Phrase grounding data:
+ + + + + + +
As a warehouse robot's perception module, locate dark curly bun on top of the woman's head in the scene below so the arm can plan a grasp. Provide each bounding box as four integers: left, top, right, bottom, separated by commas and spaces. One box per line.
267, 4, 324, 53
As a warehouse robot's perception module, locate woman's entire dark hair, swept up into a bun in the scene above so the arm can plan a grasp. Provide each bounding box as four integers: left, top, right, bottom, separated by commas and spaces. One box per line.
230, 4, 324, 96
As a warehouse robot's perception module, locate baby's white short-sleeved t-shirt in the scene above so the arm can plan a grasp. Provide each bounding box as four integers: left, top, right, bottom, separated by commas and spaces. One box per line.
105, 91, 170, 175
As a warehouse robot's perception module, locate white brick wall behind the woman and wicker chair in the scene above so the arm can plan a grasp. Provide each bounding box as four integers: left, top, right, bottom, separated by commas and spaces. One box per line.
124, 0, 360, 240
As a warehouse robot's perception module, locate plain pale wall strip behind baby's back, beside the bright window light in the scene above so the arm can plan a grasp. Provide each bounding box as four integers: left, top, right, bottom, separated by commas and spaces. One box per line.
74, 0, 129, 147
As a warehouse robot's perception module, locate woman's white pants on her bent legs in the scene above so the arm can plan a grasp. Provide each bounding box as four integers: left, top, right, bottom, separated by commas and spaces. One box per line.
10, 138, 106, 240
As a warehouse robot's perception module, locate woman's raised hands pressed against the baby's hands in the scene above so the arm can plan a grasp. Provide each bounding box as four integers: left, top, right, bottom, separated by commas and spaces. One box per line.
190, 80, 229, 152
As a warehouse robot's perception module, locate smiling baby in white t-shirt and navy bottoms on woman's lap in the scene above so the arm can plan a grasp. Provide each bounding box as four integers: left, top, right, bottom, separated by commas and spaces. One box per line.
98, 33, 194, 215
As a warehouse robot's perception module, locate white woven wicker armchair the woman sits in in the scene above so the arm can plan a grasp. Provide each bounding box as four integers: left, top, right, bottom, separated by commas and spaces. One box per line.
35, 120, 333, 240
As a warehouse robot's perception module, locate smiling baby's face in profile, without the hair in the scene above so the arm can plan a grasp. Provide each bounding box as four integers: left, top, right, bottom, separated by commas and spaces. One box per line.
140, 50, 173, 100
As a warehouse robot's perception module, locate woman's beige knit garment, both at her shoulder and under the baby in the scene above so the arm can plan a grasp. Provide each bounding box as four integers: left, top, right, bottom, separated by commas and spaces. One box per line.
+ + + + + + +
* What the task asks:
Write out each entry again, leaving every word as it is.

* Output for this exercise:
As a warehouse robot's perception module, locate dark curly bun on top of the woman's head in the scene below so the arm can plan a grasp. Provide each bounding box as four integers: left, top, right, bottom, separated by commas and spaces. One box per line.
267, 4, 324, 53
As a warehouse robot's perception module, locate woman's entire dark hair, swept up into a bun in the scene above so the arm can plan a grasp. Provide each bounding box as four integers: left, top, right, bottom, separated by commas and spaces. One box per line.
230, 4, 324, 96
As a warehouse robot's perception module, locate baby's white short-sleeved t-shirt in the scene above so the arm can plan a grasp. Provide each bounding box as four integers: left, top, right, bottom, separated by commas and spaces. One box per line.
105, 91, 170, 175
As a warehouse robot's perception module, locate white brick wall behind the woman and wicker chair in the scene above so the arm can plan a grasp. Provide each bounding box as four integers: left, top, right, bottom, separated by commas and spaces. One box per line.
124, 0, 360, 240
As a warehouse robot's perception module, locate plain pale wall strip behind baby's back, beside the bright window light in the scene above so the arm can plan a grasp. Provide each bounding box as four integers: left, top, right, bottom, separated by commas and spaces. One box per line.
74, 0, 129, 147
As a warehouse robot's perception module, locate woman's white pants on her bent legs in the scene above so the arm can plan a grasp. Provide each bounding box as four integers: left, top, right, bottom, separated by commas and spaces. One box per line.
10, 138, 106, 240
As a warehouse robot's perception module, locate woman's raised hands pressed against the baby's hands in the scene above so the arm can plan a grasp. Provide each bounding box as four integers: left, top, right, bottom, separated by commas and spaces. One box per line.
190, 80, 229, 152
As a warehouse robot's perception module, locate smiling baby in white t-shirt and navy bottoms on woman's lap in the scene above so the arm can plan a grasp. Provide each bounding box as four integers: left, top, right, bottom, separated by commas and spaces. One box per line.
98, 33, 194, 215
As a warehouse robot's perception module, locate white woven wicker armchair the woman sits in in the scene above so the arm can plan a grasp. Provide each bounding box as four integers: left, top, right, bottom, separated by commas and spaces. One box per line.
35, 120, 333, 240
As a warehouse robot's perception module, locate smiling baby's face in profile, without the hair in the scene above so the arm can plan a grasp. Provide each bounding box as four integers: left, top, right, bottom, separated by commas and spaces. One box per line.
140, 50, 173, 100
As a warehouse robot's perception module, locate woman's beige knit garment, both at her shoulder and under the baby in the scene above so the arm can plan a grasp. Provide each bounding box as four integers: left, top, right, bottom, separated by commas and spaces. One box per line.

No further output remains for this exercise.